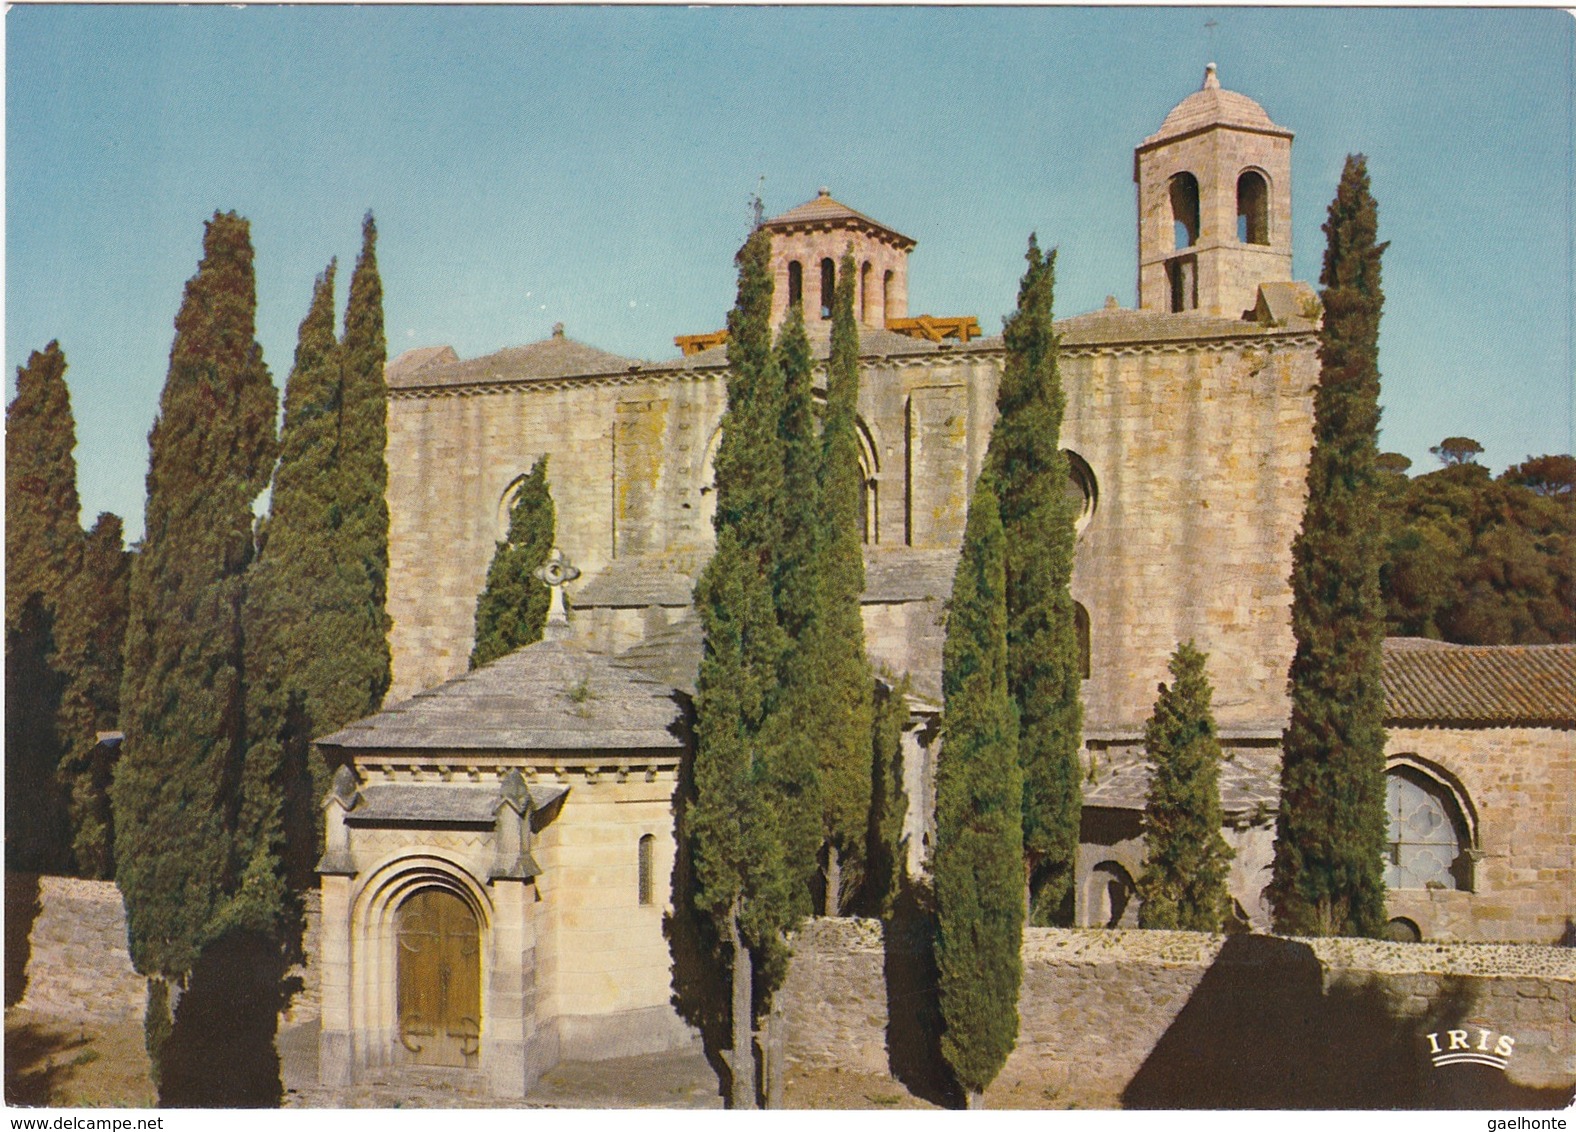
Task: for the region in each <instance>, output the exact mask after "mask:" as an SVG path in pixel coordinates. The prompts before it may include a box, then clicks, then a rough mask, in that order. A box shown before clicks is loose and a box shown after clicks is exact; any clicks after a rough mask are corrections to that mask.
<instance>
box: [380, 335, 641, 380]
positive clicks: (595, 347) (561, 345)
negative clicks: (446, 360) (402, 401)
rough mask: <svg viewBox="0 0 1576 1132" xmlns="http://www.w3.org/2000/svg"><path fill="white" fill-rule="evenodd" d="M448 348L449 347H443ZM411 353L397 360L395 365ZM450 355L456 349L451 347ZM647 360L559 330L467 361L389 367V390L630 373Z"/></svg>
mask: <svg viewBox="0 0 1576 1132" xmlns="http://www.w3.org/2000/svg"><path fill="white" fill-rule="evenodd" d="M443 348H448V347H443ZM410 353H411V352H407V353H405V355H400V358H396V364H397V363H399V361H400V359H403V358H405V356H408V355H410ZM449 353H451V355H452V353H454V352H452V350H449ZM643 364H645V363H643V361H640V359H638V358H623V356H619V355H616V353H608V352H607V350H597V348H596V347H594V345H586V344H585V342H577V341H574V339H572V337H566V336H564V334H559V333H555V334H553V336H552V337H545V339H542V341H541V342H531V344H530V345H514V347H509V348H507V350H498V352H496V353H489V355H485V356H484V358H471V359H468V361H459V359H454V361H432V363H427V364H424V366H421V367H419V369H414V371H411V369H408V367H399V369H396V367H394V366H389V369H386V371H385V374H386V378H388V385H389V388H391V389H399V388H413V386H421V388H432V386H446V385H487V383H490V382H531V380H537V382H541V380H553V378H558V377H580V375H588V374H626V372H629V371H630V369H635V367H640V366H643Z"/></svg>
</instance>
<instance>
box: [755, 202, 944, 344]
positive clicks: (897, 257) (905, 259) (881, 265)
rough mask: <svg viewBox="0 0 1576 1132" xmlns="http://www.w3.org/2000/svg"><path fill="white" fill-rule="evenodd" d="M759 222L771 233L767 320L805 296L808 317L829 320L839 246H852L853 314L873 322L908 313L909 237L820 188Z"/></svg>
mask: <svg viewBox="0 0 1576 1132" xmlns="http://www.w3.org/2000/svg"><path fill="white" fill-rule="evenodd" d="M763 227H764V229H766V230H768V232H771V235H772V284H774V287H772V315H771V318H772V325H774V326H775V325H779V323H780V322H782V320H783V315H786V314H788V307H790V306H793V304H796V303H797V304H802V307H804V317H805V322H807V323H808V325H810V326H812V328H816V326H820V325H823V323H829V322H831V320H832V296H834V292H835V277H837V270H838V266H837V265H838V263H840V262H842V257H843V252H849V251H851V252H853V255H854V271H856V273H857V277H856V284H857V285H856V290H854V317H856V318H857V320H859V322H860V323H862V325H864V326H870V328H875V330H884V328H886V325H887V322H889V320H892V318H903V317H906V315H908V254H909V252H911V251H914V240H913V238H911V236H905V235H903V233H901V232H898V230H897V229H890V227H887V225H886V224H881V222H879V221H875V219H872V218H868V216H865V214H864V213H860V211H856V210H853V208H849V207H848V205H845V203H843V202H840V200H834V199H832V192H831V189H824V188H823V189H821V191H820V192H818V194H816V195H815V199H813V200H807V202H805V203H802V205H799V207H797V208H790V210H788V211H786V213H783V214H782V216H774V218H772V219H769V221H766V222H764V224H763Z"/></svg>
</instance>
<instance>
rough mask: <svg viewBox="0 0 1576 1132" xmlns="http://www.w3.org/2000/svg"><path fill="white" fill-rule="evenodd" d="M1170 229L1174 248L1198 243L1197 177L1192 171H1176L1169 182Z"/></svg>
mask: <svg viewBox="0 0 1576 1132" xmlns="http://www.w3.org/2000/svg"><path fill="white" fill-rule="evenodd" d="M1168 188H1169V194H1171V230H1173V233H1174V240H1176V243H1174V244H1173V246H1174V248H1191V246H1193V244H1196V243H1198V178H1196V177H1193V173H1177V175H1174V177H1173V178H1171V183H1169V186H1168Z"/></svg>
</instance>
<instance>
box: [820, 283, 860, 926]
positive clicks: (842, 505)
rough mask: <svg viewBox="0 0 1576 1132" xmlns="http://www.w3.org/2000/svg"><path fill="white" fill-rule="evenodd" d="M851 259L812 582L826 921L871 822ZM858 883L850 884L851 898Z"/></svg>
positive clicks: (855, 379)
************
Copy out the whole listing without the pictures, replacing every "rough mask" with "coarse mask" and changing nothing else.

**Task output**
Task: for the region in each <instance>, output the exact mask after "mask:" as an SVG path in pixel coordinates. The prompts before it may include a box, then clicks, then a coarse mask, in that order. A box shown before clicks is loose and a box shown after clicks is exact; any clicks after a coarse mask are corrections to that mask.
<instance>
box: [380, 335, 641, 380]
positive clicks: (595, 347) (561, 345)
negative clicks: (446, 360) (402, 401)
coarse mask: <svg viewBox="0 0 1576 1132" xmlns="http://www.w3.org/2000/svg"><path fill="white" fill-rule="evenodd" d="M448 348L449 347H443ZM411 353L397 360L395 365ZM450 355L456 349L451 347ZM647 360L559 330L467 361L389 367V390L630 373Z"/></svg>
mask: <svg viewBox="0 0 1576 1132" xmlns="http://www.w3.org/2000/svg"><path fill="white" fill-rule="evenodd" d="M443 348H448V347H443ZM410 353H411V352H407V353H405V355H400V358H396V364H397V363H399V361H400V359H403V358H405V356H408V355H410ZM449 353H451V355H452V353H454V352H452V350H449ZM643 364H645V363H643V361H640V359H638V358H623V356H619V355H616V353H608V352H607V350H597V348H596V347H594V345H586V344H585V342H577V341H574V339H572V337H566V336H564V334H559V333H555V334H553V336H552V337H545V339H542V341H541V342H531V344H530V345H514V347H509V348H507V350H498V352H496V353H489V355H485V356H484V358H471V359H468V361H459V359H454V361H432V363H427V364H424V366H421V367H419V369H414V371H411V369H408V367H399V369H396V367H394V366H389V369H386V371H385V374H386V378H388V385H389V388H391V389H399V388H413V386H421V388H432V386H446V385H487V383H490V382H531V380H537V382H541V380H553V378H558V377H580V375H588V374H626V372H629V371H630V369H635V367H640V366H643Z"/></svg>
</instance>
<instance>
box: [755, 202, 944, 344]
positive clicks: (897, 257) (905, 259) (881, 265)
coarse mask: <svg viewBox="0 0 1576 1132" xmlns="http://www.w3.org/2000/svg"><path fill="white" fill-rule="evenodd" d="M759 222L771 233L767 320L805 296L808 317L829 320L839 246H852L853 314L873 322L908 313L909 237L820 188Z"/></svg>
mask: <svg viewBox="0 0 1576 1132" xmlns="http://www.w3.org/2000/svg"><path fill="white" fill-rule="evenodd" d="M763 227H764V229H766V230H768V232H771V235H772V284H774V287H772V315H771V318H772V325H774V326H775V325H779V323H780V322H782V320H783V315H786V314H788V307H790V306H793V304H796V303H797V304H802V307H804V317H805V322H807V323H808V325H810V326H812V328H816V326H820V325H823V323H829V322H831V320H832V296H834V292H835V277H837V270H838V266H837V265H838V263H840V262H842V257H843V252H849V251H851V252H853V255H854V271H856V273H857V277H856V284H857V285H856V290H854V317H856V318H857V320H859V322H860V323H862V325H864V326H870V328H875V330H884V328H886V325H887V322H889V320H892V318H903V317H906V315H908V254H909V252H911V251H914V240H913V238H911V236H905V235H903V233H901V232H898V230H897V229H890V227H887V225H886V224H881V222H879V221H875V219H872V218H868V216H865V214H864V213H860V211H856V210H853V208H849V207H848V205H845V203H843V202H840V200H834V199H832V192H831V189H824V188H823V189H821V191H820V192H818V194H816V195H815V199H813V200H807V202H805V203H802V205H799V207H797V208H790V210H788V211H786V213H783V214H782V216H774V218H772V219H769V221H766V222H764V224H763Z"/></svg>
</instance>
<instance>
coarse mask: <svg viewBox="0 0 1576 1132" xmlns="http://www.w3.org/2000/svg"><path fill="white" fill-rule="evenodd" d="M1170 229L1174 248L1198 243L1197 177L1192 171H1176L1169 182Z"/></svg>
mask: <svg viewBox="0 0 1576 1132" xmlns="http://www.w3.org/2000/svg"><path fill="white" fill-rule="evenodd" d="M1168 188H1169V194H1171V230H1173V233H1174V240H1176V243H1174V244H1173V246H1174V248H1191V246H1193V244H1196V243H1198V178H1196V177H1193V173H1177V175H1174V177H1173V178H1171V183H1169V186H1168Z"/></svg>
</instance>
<instance>
box: [820, 283, 860, 926]
positive clicks: (842, 505)
coarse mask: <svg viewBox="0 0 1576 1132" xmlns="http://www.w3.org/2000/svg"><path fill="white" fill-rule="evenodd" d="M851 259L812 582L826 921L871 822ZM858 883L850 884L851 898Z"/></svg>
positive clicks: (855, 379)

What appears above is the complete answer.